AUSGEWÄHLTER TEXTABSCHNITT –

* * * *

Als das Auge Heinrichs VIII. auf Catherine Parr fiel, war die Tragödie seiner fünften Ehe gerade einmal ein Jahr her. Doch Heinrich war kein Mann, der lange allein blieb. Die Lehren aus seiner (im wahrsten, bittersten Sinne) kopflosen Liebe zu der blutjungen Katherine Howard waren allerdings noch sehr frisch – nicht noch einmal würde er den Verlockungen einer jungen Unschuld auf den Leim gehen! Eine Witwe sollte es dieses Mal sein. Doch Catherine Parr hatte ursprünglich andere Pläne gehabt.

 

Catherine Parr, das Mädchen

Catherine Parr wurde im Jahr 1512 geboren; ihr genaues Geburtsdatum ist nicht überliefert. Ihre Familie konnte auf hochgeborene Vorfahren zurückblicken und war eine der wichtigsten Familien des nordenglischen Landadels. Catherines Mutter Maud war eine enge Vertraute der ersten Königin Heinrichs VIII., Katharina von Aragon. Catherine wurde wahrscheinlich nach der Königin benannt, die auch ihre Taufpatin war.

Catherine Vater starb 1517, und so zog Maud ihre Tochter und deren zwei jüngeren Geschwister groß. Schon früh zeigte Catherine großes Talent und Interesse an ihrer Ausbildung, sprach schnell mehrere Sprachen fließend und war sogar gebildeter als die hochintelligente und wortgewandte Anne Boleyn.

* * * *

AUSZÜGE DER AUFLISTUNG –
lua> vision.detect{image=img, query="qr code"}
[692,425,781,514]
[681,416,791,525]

* * * *

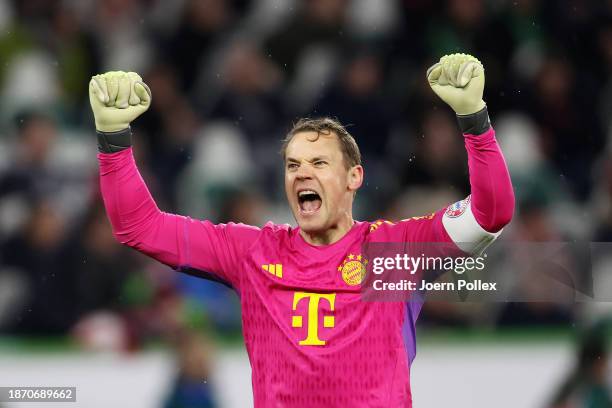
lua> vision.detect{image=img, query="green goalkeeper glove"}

* * * *

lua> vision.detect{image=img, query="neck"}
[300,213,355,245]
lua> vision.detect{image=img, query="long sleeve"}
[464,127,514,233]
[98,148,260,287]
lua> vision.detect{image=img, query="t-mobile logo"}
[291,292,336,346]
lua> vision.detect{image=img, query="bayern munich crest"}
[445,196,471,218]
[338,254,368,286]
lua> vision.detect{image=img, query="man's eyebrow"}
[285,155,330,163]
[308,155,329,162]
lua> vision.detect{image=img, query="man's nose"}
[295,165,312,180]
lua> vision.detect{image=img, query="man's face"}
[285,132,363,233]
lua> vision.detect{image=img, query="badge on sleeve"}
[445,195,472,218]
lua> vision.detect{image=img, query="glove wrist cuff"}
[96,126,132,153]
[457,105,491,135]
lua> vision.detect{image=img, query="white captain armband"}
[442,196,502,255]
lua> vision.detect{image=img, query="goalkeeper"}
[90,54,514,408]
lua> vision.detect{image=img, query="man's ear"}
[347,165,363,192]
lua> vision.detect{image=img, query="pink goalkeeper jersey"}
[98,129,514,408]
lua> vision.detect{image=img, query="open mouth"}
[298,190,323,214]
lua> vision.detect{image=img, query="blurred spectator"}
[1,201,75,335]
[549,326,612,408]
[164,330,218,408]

* * * *

AUFGABE IM DETAIL –
Wessen enge Vertraute war Catherines Mutter Maud laut dem Textabschnitt über Catherine Parr? Bitte antworten Sie in einem Satz.

ERGEBNIS DER AUFGABE –
Maud war eine enge Vertraute Katharinas von Aragon, der ersten Königin Heinrichs VIII.